* WHAT TO PRODUCE
Pull every line of text from each of the records below and repeat it word for word. Leave the pictures out of your answer.

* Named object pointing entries
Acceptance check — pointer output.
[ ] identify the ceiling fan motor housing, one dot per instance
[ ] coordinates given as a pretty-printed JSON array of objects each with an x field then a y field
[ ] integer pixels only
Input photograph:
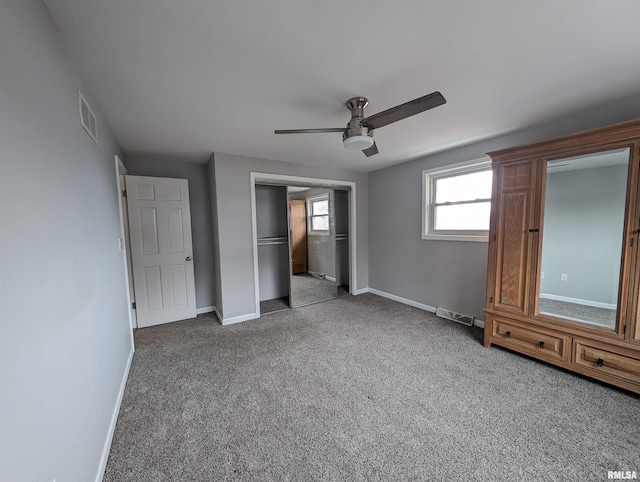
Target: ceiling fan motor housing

* EXERCISE ANSWER
Acceptance check — pointer output.
[ ] identify the ceiling fan motor housing, one dot per instance
[ ] coordinates given as a pretty-printed JSON array of objects each with an x field then a y field
[ ] integer pixels only
Input photograph:
Target: ceiling fan motor housing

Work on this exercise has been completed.